Filter the data below and copy out every line that contains the string "leather".

-- Exercise material --
(begin)

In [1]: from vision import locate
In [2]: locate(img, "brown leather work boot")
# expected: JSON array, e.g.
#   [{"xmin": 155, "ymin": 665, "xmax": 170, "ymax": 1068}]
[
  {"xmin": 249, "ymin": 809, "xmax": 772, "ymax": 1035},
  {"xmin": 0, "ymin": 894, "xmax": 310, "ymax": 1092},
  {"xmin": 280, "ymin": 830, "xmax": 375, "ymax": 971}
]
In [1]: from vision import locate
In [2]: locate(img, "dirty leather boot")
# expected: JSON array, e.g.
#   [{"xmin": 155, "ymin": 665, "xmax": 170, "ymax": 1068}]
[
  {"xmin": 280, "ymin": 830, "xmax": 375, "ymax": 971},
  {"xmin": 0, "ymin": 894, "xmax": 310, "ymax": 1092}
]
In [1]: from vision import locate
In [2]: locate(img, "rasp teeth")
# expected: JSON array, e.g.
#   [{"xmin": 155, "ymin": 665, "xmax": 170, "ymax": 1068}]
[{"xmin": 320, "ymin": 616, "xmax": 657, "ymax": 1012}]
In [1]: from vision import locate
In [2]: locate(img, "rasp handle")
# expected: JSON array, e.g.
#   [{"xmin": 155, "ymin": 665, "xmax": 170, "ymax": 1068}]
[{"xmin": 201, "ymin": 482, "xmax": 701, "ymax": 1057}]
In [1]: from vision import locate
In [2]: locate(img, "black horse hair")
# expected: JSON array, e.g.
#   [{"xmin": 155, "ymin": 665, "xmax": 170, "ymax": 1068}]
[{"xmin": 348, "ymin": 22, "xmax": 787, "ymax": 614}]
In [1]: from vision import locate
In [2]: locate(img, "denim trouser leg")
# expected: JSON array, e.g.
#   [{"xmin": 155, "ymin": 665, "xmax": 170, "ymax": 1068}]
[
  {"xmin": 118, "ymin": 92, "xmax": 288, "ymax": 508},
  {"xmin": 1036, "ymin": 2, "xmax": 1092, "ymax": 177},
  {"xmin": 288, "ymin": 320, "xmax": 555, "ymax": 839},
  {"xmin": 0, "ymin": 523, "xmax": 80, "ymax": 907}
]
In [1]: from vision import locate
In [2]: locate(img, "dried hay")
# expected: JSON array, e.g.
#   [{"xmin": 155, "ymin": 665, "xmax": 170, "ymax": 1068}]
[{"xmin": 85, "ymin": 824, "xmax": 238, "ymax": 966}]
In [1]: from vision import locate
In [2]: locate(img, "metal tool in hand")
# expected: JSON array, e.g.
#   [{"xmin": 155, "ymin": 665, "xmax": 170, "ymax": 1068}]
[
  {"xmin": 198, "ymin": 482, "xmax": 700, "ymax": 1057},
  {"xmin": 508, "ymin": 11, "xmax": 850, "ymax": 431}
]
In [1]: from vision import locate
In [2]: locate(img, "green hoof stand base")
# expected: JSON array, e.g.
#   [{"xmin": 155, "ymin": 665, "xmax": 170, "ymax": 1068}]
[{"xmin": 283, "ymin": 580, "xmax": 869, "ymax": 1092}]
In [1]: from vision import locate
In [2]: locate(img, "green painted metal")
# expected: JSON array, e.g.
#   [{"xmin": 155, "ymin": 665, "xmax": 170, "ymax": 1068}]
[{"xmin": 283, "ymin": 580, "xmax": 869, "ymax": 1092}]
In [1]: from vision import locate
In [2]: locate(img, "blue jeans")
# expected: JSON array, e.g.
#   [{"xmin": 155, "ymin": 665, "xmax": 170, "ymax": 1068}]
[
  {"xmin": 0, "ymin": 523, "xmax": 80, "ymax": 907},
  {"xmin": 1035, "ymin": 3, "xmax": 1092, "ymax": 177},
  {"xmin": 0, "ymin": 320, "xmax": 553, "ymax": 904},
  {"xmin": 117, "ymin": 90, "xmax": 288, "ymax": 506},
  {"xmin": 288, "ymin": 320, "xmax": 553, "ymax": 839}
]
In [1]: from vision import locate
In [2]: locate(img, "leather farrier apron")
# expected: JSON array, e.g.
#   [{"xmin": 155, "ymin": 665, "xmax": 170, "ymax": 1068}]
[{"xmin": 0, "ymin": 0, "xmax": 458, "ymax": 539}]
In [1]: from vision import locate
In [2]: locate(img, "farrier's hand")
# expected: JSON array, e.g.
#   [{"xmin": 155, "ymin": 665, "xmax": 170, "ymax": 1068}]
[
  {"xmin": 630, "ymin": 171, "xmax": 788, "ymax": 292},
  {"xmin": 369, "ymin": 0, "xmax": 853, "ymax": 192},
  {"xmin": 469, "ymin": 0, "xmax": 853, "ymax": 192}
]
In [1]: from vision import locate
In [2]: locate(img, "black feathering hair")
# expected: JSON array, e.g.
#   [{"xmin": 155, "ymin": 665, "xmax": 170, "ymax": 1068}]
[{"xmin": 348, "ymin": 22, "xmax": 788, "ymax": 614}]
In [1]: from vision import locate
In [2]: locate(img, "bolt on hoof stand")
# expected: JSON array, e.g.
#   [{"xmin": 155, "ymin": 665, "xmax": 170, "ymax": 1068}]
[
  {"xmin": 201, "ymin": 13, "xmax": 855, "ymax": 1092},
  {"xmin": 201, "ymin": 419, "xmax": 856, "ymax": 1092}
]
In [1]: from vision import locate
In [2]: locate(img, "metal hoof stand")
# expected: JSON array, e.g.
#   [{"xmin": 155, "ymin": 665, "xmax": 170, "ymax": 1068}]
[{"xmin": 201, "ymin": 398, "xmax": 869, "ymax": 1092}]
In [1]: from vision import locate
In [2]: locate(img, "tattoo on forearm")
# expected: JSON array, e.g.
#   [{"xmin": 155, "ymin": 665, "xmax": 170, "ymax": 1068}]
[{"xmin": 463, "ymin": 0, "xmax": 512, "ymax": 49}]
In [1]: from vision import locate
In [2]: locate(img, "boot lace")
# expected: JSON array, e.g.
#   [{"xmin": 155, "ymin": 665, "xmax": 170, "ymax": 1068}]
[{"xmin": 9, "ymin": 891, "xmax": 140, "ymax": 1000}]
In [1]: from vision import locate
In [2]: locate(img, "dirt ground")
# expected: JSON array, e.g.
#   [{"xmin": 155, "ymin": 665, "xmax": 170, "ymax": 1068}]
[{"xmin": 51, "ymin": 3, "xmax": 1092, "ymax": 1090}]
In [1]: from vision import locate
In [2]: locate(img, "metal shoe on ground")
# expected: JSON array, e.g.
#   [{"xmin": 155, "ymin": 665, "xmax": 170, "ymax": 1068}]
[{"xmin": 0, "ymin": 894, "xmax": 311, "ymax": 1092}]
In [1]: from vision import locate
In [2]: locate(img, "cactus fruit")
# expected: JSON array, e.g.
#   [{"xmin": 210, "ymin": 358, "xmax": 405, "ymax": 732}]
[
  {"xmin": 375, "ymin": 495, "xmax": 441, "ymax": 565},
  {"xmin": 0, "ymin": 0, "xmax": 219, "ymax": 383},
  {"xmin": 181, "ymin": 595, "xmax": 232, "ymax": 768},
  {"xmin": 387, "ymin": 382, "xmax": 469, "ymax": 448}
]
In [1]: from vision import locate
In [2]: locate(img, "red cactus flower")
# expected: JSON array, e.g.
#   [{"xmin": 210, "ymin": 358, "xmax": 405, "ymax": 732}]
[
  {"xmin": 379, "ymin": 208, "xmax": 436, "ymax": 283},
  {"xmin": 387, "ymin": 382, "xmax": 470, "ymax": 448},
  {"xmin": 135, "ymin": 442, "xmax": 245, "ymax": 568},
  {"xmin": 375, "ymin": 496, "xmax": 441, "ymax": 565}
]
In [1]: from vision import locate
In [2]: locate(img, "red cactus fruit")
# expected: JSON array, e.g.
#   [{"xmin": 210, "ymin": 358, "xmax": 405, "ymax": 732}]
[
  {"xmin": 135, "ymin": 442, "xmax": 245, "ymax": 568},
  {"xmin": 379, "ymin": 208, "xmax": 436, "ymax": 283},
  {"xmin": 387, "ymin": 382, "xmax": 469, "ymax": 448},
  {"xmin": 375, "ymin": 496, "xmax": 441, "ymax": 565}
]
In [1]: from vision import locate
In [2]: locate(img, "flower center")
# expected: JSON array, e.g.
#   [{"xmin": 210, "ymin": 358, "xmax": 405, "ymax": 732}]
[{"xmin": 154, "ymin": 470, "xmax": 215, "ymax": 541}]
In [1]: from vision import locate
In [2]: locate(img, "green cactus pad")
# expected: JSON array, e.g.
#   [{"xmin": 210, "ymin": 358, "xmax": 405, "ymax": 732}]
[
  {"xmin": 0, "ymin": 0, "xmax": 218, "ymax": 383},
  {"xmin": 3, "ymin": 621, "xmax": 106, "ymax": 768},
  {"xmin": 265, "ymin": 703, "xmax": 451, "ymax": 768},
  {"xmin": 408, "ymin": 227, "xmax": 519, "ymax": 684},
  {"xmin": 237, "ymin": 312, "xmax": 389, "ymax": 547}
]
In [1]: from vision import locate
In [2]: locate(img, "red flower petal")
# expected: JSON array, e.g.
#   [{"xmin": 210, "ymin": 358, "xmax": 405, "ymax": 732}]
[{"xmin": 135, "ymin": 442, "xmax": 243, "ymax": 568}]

(end)

-- Solution for this task --
In [2]: locate(img, "brown leather work boot")
In [2]: locate(img, "dirty leather boot")
In [2]: locate(img, "leather farrier apron")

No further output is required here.